### Material for this task

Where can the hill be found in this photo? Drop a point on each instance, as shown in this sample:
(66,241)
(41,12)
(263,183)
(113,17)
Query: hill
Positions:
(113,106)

######

** Required work **
Could you retype the material above word for word, keeping every line as it stands?

** Expected output **
Where can the hill be found in this photo? Drop a point on each instance, as shown in this sample:
(66,241)
(41,12)
(263,183)
(113,17)
Query: hill
Positions:
(113,106)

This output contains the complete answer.